Tasks to perform –
A - Reproduce the passage on EU renewable electricity below from "Renewables break new" to "17% in 2019.".
B - According to the passage on EU renewable electricity below, what share of EU electricity production did renewables account for in 2021?
C - Pick up the passage on EU renewable electricity below after its last sentence and keep writing it.

Extract provided –

>>>>

Renewables break new records but growth slows
In 2021, electricity generated from renewable sources in the EU reached a new high of 1068 TWh, a 1% increase (+12 TWh) year-on-year, and a 9% (+88 TWh) increase compared to 2019. Renewables accounted for 37% of EU electricity production in 2021, up from 34% in 2019.
Wind and solar power have been responsible for the majority of the renewables growth since 2019. Wind and solar output reached another new record in 2021 (547 TWh), for the first time generating more electricity than fossil gas (524 TWh). Wind and solar generated 19% of EU electricity in 2021, up from 17% in 2019.
However, year-on-year wind and solar output growth of 1% was modest, due to lower wind speeds, which were below average across the EU, most notably in Germany. 2020 was also a windy year, especially the first quarter, amplifying the difference in 2021. EU wind power output saw a small fall year-on-year (-2% / -10 TWh), but this is equivalent to just 0.3% of total EU electricity production. A 10% (+14 TWh) increase in solar output, which is booming across Europe, more than offset the decline in wind, to ensure continued growth in wind and solar.
It is not unexpected to see year-on-year variations in output from renewable sources like wind and solar. Modernised, flexible grids supported by long-term energy storage (such as green hydrogen) will ensure future energy security as the share of variable sources increases.

<<<<

Data extract –
>>>>

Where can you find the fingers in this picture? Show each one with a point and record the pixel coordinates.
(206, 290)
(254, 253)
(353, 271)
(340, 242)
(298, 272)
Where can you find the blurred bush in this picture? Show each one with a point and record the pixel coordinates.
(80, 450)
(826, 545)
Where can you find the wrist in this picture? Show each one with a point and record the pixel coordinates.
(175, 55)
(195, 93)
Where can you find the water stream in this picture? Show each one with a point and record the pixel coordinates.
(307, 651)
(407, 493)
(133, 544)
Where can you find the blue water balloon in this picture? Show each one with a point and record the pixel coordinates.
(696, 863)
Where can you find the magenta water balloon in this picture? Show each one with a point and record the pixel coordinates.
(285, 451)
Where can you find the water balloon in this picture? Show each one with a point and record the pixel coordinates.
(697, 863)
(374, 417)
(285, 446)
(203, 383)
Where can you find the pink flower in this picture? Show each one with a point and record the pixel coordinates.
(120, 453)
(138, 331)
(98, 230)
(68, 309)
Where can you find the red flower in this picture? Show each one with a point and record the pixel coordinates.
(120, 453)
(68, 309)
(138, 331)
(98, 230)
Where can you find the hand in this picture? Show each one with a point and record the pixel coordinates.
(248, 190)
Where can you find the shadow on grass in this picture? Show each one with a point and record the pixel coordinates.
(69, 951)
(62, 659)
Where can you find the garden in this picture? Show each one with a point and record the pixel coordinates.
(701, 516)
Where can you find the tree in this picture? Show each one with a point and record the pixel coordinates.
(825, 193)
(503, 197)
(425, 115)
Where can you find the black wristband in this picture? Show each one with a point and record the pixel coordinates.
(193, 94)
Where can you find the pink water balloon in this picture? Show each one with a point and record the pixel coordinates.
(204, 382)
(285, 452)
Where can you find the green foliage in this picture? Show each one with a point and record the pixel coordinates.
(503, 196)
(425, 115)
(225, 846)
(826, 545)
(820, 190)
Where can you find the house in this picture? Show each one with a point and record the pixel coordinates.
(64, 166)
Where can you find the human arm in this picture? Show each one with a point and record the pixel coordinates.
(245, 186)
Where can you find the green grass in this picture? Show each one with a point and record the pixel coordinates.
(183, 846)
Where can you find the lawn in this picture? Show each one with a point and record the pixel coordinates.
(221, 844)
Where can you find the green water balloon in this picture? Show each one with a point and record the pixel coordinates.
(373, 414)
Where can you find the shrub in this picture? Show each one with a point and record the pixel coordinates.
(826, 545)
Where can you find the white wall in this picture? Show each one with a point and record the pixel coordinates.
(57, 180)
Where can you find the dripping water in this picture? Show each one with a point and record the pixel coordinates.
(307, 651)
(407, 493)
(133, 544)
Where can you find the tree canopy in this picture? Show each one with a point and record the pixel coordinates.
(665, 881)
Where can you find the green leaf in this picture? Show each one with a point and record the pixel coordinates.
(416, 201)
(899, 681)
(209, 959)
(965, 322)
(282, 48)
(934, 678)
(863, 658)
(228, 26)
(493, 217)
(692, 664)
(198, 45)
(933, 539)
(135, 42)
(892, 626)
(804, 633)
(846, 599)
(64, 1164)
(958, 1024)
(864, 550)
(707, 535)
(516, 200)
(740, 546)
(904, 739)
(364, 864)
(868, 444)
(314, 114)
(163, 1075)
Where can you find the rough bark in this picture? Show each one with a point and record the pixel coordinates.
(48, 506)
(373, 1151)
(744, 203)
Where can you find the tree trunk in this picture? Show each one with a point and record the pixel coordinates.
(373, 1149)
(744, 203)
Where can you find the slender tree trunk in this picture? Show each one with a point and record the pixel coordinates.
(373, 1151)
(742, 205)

<<<<

Per-task answers –
A -
Renewables break new records but growth slows
In 2021, electricity generated from renewable sources in the EU reached a new high of 1068 TWh, a 1% increase (+12 TWh) year-on-year, and a 9% (+88 TWh) increase compared to 2019. Renewables accounted for 37% of EU electricity production in 2021, up from 34% in 2019.
Wind and solar power have been responsible for the majority of the renewables growth since 2019. Wind and solar output reached another new record in 2021 (547 TWh), for the first time generating more electricity than fossil gas (524 TWh). Wind and solar generated 19% of EU electricity in 2021, up from 17% in 2019.

B - Renewables accounted for 37% of EU electricity production in 2021.

C -
Installed wind and solar capacity across the EU continued to grow in 2021. Wind and solar capacity grew an estimated 8% (+15 GW) and 16% (+22GW) respectively.
Wind and solar delivered throughout the energy crisis
The electricity price crisis began in earnest in the second half of 2021, as fossil gas price rises accelerated. Despite claims to the contrary, wind and solar power have delivered throughout the crisis. EU wind and solar power output was the highest on record for each month in the second half of 2021 except September. Despite concerns raised about low wind output in particular, wind output alone grew 2% in the second half of 2021 compared to the same period in 2020.
In reality, the extraordinary rise in fossil fuel prices, especially fossil gas, is by far the largest driver of the electricity price rises seen this year.
The EU has three new engines of wind and solar power growth
Spain, the Netherlands and Greece have become the new engines of EU wind and solar power growth. In each country wind and solar power’s market share grew by about 10 percentage points in just three years, after slow to minimal growth in the previous 3 years.
Wind and solar provided a third of Spain’s electricity in 2021, and at least a quarter in the Netherlands and Greece. Together these countries have been responsible for over half of all growth in wind and solar output in the EU since 2019, despite accounting for just 16% of electricity demand.
Wind and solar growth in these countries is being driven by supportive policy frameworks, falling costs and ambitious targets. Both Spain and the Netherlands plan to provide about two-thirds of their electricity from wind and solar by 2030, with Greece targeting 50%. This is in sharp contrast to countries such as Poland and Italy, where renewables are still not expanding fast enough, or countries such as Bulgaria, Czechia and Romania which have failed to deploy almost any wind and solar.
Only modest changes for the other renewable sources
After seeing very limited growth since 2015, bioenergy grew 4% (+7 TWh) between 2019 and 2021, almost entirely driven by new biomass co-firing in coal power stations in the Netherlands. Hydro output was normal in 2021 and broadly unchanged year-on-year, but it was 9% (+28 TWh) higher than 2019 which was a relatively dry year.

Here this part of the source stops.